PART 6 – FORGIVENESS
"To be human is to be imperfect."
Forgiveness
What goes wrong?
Humans by nature are imperfect. We make mistakes and do wrong. We suffer the consequences. When this occurs we need to seek forgiveness and give forgiveness to others.
The transgressions we make are derived from:
Sin
Failure
Mistakes
Forgiveness can be difficult to give or seek. At times we sin, fail, and make mistakes. Additionally, we make decisions and cause outcomes that have both positive and negative outcomes. These make it unavoidable at times to cause some harm. Regardless of how harm is caused, we need to seek forgiveness.
Giving or seeking forgiveness is difficult and the nature of an indiscretion affects the level of difficulty. Our character and the influence of vice such as pride, wrath, ignorance, and hatred make it even harder.
Sin. Sin is when we act outside of our rules of conduct (our accepted morals) and or we engage in vice. It is best understood by examination of ‘The First Precept.’
Failure. Failure is when we cannot achieve our intentions (for ourselves or others). This might be as significant as being unable to provide for our family or being unable to complete some tasks resulting in harm being caused.
Mistakes. Mistakes occur for a myriad of reasons and include misinformation, poor judgement, inattention, or lack of due care.
Sin, failure, or mistakes may be trivial, or they may be significant. How we deal with forgiveness has a great deal to do with this significance and frequency.
Seeking forgiveness
Seeking forgiveness is a virtue because it demonstrates that we have accepted that we have caused harm and are seeking remediation. Significant sin, failure or mistake require equally significant effort and actions to achieve forgiveness. Small matters may quickly and easily be forgiven, but seeking forgiveness is still important.
The components of seeking forgiveness are:
Acceptance
Empathy (and Remorse)
Remediation
Communication
While all the components of forgiveness are necessary to achieve forgiveness, they do not occur in any logical sequence, and they also overlap.
Acceptance. The first part of seeking forgiveness is acceptance that harm (whether intentional or not) has been caused and communicating this to the prospective forgiver.
Empathy. Empathy is achieved by placing oneself in the position of the other person and appreciating their pain or loss. Empathetic feelings need to be communicated to the giver of forgiveness to help with the forgiveness process. How this occurs is difficult to quantify but in the most simplistic of instances it might take the form of a sincere apology.
Note: Some persons (sociopaths/psychopaths/narcissists) are incapable of empathy and only seek forgiveness when it is for their own gain or need.

++++++++++

*WRITTEN PROBLEM:*
Go on with the text on forgiveness, starting after its final sentence. The records that come next are separate material and have no connection to the text on forgiveness.

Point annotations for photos
++++++++++

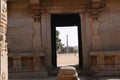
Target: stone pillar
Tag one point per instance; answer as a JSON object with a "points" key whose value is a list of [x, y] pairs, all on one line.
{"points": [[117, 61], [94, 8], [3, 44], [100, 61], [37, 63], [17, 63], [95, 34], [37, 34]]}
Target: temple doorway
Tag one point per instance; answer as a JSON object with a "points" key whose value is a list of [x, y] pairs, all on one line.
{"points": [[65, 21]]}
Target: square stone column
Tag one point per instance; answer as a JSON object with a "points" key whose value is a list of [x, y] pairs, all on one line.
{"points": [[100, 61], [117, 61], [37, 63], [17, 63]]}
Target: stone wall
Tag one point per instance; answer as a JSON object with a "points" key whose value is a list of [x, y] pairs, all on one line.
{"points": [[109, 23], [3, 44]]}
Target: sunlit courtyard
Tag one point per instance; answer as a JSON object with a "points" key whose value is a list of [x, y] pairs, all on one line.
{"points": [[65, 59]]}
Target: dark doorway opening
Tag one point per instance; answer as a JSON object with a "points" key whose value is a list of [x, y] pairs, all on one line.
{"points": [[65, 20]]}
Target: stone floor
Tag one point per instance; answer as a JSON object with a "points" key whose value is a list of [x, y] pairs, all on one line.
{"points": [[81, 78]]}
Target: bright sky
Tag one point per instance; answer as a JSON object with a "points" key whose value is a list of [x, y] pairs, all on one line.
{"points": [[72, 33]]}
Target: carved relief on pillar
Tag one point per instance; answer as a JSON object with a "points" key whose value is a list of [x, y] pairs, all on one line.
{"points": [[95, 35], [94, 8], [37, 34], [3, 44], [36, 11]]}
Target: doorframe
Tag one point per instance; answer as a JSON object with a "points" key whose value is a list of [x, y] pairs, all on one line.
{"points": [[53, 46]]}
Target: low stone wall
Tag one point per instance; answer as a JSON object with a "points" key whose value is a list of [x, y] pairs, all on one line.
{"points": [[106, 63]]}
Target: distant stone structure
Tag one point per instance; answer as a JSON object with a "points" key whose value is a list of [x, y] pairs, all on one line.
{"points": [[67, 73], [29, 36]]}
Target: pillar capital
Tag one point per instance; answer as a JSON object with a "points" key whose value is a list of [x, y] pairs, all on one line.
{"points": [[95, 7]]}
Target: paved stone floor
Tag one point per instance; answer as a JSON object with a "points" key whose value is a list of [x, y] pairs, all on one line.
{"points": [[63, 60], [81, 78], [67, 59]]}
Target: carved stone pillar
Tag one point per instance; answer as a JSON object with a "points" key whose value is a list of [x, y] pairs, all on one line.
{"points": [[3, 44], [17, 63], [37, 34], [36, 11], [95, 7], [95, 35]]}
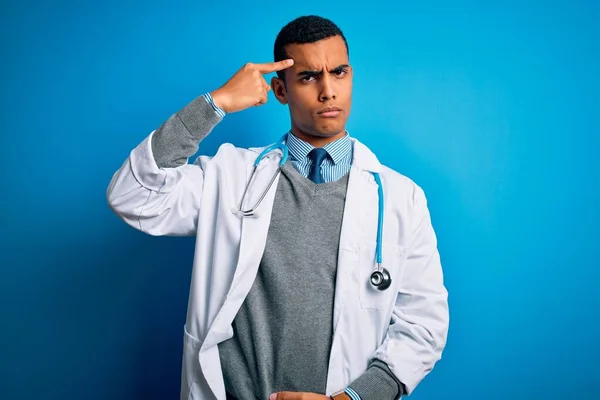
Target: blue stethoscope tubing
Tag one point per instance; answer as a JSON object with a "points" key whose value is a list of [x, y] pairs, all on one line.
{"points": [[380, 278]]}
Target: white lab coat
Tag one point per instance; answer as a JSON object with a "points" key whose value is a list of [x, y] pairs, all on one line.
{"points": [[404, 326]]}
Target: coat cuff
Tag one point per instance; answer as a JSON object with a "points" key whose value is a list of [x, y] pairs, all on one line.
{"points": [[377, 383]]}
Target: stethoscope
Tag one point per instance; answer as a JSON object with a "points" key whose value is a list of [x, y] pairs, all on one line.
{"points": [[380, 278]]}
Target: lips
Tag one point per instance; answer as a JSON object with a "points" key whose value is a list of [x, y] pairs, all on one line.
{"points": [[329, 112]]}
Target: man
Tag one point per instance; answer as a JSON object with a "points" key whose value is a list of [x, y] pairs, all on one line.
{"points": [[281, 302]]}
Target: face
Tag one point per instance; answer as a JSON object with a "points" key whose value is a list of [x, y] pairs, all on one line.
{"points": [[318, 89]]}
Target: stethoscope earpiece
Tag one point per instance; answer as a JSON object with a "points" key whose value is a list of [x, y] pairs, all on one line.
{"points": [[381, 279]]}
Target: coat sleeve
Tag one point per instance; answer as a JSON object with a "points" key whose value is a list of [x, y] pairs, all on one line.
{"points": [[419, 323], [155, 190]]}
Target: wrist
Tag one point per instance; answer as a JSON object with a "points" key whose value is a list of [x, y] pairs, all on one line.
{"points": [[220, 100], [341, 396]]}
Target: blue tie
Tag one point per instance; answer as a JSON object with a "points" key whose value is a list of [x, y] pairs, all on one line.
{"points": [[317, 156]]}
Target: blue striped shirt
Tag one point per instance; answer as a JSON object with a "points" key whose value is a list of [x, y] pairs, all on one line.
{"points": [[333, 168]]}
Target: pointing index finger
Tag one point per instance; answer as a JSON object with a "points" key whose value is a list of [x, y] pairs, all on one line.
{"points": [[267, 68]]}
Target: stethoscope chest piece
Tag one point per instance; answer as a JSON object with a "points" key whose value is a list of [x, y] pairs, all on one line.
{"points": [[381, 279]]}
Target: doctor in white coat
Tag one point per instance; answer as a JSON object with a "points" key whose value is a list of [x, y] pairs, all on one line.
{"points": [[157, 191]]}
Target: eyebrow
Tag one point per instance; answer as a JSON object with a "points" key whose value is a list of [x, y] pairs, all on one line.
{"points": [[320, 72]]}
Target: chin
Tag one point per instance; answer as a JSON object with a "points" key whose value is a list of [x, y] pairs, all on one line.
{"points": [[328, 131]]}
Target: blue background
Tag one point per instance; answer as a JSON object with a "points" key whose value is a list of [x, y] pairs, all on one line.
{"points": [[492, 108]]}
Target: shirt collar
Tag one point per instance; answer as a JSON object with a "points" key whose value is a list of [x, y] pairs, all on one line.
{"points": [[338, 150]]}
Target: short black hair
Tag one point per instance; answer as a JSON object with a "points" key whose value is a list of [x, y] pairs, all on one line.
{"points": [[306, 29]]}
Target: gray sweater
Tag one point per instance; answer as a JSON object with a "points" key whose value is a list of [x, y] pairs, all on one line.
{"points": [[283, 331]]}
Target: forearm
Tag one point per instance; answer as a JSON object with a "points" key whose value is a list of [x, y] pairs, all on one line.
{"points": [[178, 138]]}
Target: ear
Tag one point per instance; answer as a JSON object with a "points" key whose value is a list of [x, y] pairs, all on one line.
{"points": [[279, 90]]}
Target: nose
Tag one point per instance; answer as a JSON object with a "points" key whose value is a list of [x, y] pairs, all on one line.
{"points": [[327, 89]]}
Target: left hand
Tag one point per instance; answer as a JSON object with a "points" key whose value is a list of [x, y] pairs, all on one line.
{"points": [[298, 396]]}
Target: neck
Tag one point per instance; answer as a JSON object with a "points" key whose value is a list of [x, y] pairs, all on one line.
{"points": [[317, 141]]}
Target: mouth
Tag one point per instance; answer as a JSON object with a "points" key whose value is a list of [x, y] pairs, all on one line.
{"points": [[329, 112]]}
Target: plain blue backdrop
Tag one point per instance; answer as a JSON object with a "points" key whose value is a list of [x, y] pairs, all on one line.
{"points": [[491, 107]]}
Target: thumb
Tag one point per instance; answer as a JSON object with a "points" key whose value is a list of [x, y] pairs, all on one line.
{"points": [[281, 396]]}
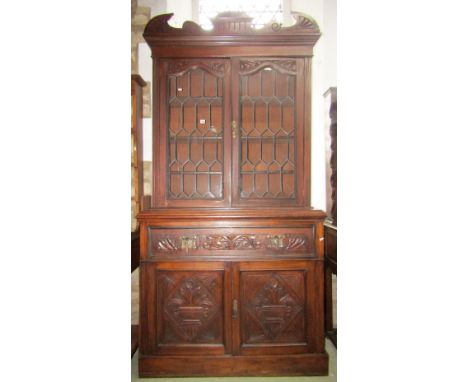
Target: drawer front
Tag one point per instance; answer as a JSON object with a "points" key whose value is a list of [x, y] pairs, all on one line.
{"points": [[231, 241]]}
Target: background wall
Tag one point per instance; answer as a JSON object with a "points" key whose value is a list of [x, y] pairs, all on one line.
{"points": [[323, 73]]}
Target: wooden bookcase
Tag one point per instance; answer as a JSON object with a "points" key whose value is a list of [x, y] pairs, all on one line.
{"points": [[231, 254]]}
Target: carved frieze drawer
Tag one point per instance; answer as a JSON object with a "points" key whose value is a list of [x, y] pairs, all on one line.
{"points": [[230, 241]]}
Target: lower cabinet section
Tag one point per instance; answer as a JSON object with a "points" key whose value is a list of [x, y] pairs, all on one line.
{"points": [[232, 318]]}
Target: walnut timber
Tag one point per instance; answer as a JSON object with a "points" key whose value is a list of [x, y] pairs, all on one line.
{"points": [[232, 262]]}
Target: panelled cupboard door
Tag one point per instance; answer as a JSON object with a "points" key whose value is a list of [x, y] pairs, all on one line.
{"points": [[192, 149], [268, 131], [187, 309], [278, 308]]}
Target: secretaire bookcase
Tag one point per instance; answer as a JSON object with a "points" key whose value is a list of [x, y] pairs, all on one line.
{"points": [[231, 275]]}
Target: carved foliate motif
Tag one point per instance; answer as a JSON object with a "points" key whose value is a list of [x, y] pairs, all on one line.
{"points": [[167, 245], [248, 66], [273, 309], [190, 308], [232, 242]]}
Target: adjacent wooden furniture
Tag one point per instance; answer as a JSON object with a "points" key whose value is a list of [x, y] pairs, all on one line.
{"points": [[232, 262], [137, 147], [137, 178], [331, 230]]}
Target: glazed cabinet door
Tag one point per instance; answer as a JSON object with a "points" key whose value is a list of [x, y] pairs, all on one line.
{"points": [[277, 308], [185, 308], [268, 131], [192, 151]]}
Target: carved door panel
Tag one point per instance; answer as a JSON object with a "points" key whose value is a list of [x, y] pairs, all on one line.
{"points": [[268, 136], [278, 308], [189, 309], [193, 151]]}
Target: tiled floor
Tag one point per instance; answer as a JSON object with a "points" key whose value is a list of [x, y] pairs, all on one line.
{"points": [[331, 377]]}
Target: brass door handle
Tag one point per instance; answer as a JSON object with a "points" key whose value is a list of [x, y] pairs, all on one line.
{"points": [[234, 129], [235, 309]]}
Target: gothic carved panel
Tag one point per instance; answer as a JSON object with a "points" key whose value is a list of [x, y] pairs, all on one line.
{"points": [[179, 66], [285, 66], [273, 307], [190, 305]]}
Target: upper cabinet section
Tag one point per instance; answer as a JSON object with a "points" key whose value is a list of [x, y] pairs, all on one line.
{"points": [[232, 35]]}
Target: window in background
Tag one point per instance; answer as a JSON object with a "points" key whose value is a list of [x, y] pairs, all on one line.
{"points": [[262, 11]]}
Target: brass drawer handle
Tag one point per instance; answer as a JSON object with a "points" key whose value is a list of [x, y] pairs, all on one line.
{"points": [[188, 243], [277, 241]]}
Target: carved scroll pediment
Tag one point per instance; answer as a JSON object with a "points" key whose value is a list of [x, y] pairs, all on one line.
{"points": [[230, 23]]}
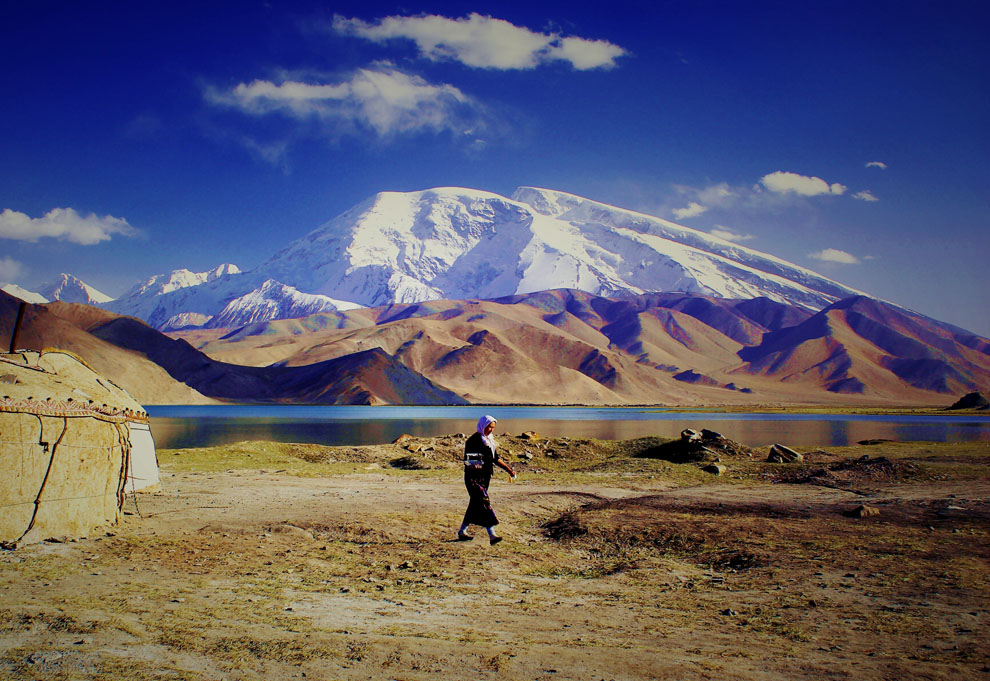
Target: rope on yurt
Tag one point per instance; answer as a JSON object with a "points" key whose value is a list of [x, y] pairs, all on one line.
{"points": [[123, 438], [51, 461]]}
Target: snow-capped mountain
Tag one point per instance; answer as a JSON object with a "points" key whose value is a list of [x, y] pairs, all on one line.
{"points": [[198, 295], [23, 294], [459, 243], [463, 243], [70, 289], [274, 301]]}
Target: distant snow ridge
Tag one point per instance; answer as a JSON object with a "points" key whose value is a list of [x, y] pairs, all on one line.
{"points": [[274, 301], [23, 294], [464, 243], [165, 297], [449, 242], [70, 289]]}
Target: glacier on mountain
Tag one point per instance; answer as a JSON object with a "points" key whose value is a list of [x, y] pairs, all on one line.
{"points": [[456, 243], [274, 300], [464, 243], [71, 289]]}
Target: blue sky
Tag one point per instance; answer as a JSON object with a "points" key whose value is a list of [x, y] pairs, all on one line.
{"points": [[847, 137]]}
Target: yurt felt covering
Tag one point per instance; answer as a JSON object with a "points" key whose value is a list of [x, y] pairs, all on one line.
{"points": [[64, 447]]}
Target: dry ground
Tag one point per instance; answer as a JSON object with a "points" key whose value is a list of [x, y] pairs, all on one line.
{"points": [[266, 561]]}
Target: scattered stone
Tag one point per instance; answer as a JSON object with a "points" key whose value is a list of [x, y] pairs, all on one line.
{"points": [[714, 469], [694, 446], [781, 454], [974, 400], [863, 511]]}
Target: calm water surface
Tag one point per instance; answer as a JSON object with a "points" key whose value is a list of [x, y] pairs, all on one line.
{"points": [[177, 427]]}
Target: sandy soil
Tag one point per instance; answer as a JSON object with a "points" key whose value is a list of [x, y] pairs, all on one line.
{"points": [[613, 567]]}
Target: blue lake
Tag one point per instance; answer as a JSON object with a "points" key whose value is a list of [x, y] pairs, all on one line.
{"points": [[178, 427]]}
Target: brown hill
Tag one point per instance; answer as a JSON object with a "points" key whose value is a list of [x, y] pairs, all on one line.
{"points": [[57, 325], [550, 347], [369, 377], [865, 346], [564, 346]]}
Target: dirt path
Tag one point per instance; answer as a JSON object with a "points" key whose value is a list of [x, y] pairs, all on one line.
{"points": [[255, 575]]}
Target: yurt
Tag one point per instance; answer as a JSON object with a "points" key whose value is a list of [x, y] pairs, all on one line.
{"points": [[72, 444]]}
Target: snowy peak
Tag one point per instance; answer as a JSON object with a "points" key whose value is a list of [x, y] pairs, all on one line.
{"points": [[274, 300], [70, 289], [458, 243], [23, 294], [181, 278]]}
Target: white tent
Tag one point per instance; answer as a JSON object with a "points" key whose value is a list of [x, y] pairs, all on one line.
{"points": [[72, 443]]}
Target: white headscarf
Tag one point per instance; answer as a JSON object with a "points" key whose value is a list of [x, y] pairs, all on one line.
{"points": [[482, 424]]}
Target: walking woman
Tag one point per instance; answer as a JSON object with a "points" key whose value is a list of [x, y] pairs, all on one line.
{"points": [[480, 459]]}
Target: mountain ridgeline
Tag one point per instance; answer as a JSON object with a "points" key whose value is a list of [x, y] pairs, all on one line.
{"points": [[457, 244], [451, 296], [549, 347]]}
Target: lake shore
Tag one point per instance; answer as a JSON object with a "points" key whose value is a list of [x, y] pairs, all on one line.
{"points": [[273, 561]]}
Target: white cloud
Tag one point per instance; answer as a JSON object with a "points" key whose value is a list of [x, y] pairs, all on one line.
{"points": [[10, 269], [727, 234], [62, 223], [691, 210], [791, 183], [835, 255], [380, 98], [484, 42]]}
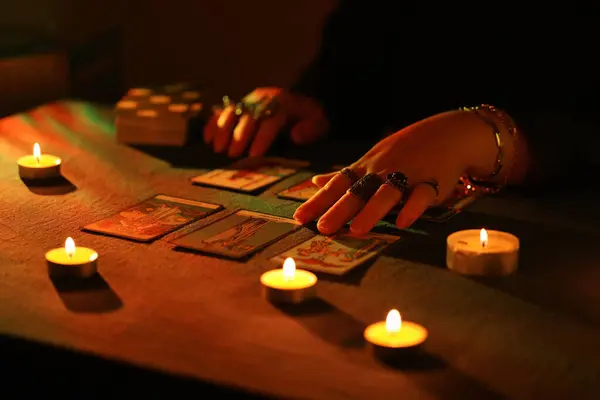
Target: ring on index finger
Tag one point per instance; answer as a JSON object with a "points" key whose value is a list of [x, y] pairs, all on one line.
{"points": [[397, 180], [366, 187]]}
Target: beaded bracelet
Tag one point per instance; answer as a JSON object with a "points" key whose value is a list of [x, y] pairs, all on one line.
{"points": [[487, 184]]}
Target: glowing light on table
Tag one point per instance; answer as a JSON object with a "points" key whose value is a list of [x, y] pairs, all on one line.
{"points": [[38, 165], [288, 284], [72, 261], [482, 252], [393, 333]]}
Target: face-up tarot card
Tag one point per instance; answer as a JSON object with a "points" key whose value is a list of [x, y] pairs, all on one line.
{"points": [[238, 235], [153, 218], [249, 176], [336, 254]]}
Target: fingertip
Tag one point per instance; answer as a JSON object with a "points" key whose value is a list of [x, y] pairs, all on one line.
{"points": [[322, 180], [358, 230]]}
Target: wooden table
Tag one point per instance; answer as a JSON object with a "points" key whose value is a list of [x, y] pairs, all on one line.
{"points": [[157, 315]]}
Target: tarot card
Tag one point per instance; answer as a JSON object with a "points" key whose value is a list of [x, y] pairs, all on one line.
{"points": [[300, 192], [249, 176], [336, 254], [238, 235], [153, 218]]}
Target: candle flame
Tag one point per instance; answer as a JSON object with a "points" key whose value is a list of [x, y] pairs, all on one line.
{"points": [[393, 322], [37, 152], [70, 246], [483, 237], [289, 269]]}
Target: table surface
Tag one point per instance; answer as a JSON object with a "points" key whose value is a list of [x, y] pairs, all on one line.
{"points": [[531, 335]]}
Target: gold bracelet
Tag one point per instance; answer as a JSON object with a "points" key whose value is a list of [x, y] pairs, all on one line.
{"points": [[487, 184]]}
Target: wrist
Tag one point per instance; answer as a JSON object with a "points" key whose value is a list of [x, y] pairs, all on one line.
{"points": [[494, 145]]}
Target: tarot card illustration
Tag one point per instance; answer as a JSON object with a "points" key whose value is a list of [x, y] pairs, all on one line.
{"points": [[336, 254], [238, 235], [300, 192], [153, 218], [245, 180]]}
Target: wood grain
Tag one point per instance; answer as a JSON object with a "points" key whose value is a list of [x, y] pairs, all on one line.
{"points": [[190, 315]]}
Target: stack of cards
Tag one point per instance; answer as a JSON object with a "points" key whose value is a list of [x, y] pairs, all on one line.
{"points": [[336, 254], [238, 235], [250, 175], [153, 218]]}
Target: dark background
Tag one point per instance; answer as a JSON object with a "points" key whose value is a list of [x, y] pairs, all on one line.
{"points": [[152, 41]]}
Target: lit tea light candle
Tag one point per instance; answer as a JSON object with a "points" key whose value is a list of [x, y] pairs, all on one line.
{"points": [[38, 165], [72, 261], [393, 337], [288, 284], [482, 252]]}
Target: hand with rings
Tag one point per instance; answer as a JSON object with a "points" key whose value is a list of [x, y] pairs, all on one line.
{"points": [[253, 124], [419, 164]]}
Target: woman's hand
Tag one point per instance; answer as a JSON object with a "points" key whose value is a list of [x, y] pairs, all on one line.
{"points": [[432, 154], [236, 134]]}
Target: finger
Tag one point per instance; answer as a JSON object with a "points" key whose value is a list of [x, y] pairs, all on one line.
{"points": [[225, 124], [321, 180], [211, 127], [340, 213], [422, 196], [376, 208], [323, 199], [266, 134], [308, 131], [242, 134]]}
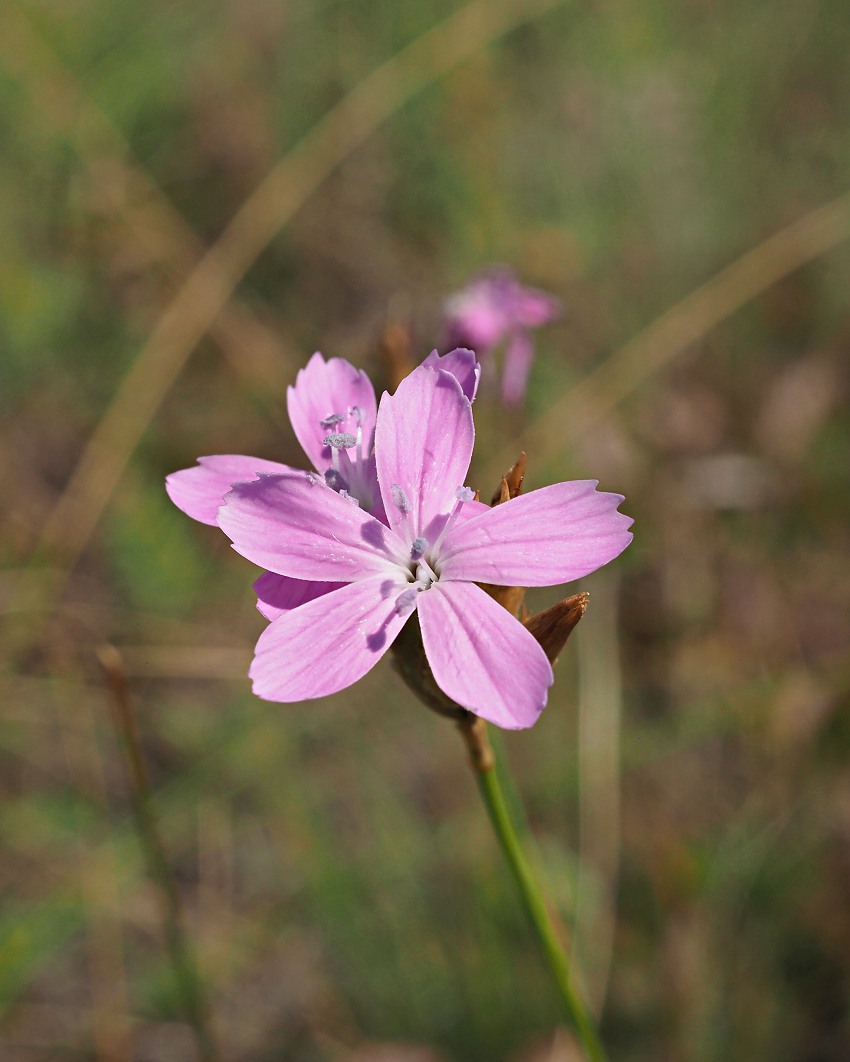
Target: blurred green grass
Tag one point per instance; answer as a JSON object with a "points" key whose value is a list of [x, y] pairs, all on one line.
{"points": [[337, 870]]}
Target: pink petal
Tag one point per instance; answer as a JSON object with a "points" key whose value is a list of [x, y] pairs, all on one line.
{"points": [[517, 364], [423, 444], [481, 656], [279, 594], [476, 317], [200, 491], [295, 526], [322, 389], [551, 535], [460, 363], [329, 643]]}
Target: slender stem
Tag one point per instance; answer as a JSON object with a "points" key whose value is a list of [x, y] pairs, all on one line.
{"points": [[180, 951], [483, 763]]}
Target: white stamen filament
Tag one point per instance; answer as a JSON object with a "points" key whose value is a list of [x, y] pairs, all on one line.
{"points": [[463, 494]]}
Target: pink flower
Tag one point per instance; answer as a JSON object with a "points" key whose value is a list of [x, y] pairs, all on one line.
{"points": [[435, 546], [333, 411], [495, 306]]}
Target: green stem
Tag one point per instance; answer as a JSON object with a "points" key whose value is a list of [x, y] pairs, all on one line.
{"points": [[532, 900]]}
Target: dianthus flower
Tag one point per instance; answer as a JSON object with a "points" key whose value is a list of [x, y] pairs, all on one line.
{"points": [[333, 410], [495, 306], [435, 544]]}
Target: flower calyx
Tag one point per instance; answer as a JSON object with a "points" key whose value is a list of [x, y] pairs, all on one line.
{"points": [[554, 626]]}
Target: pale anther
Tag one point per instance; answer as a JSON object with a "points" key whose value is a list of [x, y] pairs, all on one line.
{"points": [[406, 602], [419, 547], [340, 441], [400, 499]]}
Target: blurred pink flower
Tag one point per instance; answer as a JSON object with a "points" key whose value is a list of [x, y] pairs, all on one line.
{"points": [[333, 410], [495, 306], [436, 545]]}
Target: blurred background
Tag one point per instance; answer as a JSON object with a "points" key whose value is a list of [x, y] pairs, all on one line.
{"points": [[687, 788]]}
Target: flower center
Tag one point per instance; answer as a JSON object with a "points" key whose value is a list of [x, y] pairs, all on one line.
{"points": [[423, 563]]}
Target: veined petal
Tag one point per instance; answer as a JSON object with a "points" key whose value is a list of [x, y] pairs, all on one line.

++++++++++

*ANSWER:*
Remediation. Remediation or rectification of the harm or damage done follows acceptance. The first and simplest form of remediation is to undo the harm caused. This can be achieved by replacement or returning what was lost or harmed. We effectively undo what was done. Where this is not possible the alternative is to do good. In this instance we compensate for the harm done. In a legal framework, this is always financially based; but in human relations, compensation may be given in many forms such as repairing or replacing the harm done or providing something else of equitable value.
Undoing what was done or providing equal compensation may be insufficient remediation for forgiveness. This is based on the pain and suffering, or lost opportunities incurred in addition to the direct harm. This is reasonable and often needed for the giver/seeker to move on. Sometimes however, a mediator may be needed to balance the emotive issues and to reach a levelled and achievable outcome. A mediator can be used:
to provide objective assessment of the harm caused
to provide objective assessment of remediation
Communication. Communication between the seeker/giver of forgiveness is needed to facilitate the passing of awareness of the full nature of the loss/harm and that acceptance and empathy has occurred. Remediation is also facilitated by communications as all involved need to work together to achieve either undoing or compensating the harm, as necessary.
Communications is the most difficult step in forgiveness with either the seeker or giver unable to face the other and consider what has occurred. Mediators and representatives can assist. They can manage and facilitate communications with a view to reciprocal acceptance and empathy between the giver/seeker.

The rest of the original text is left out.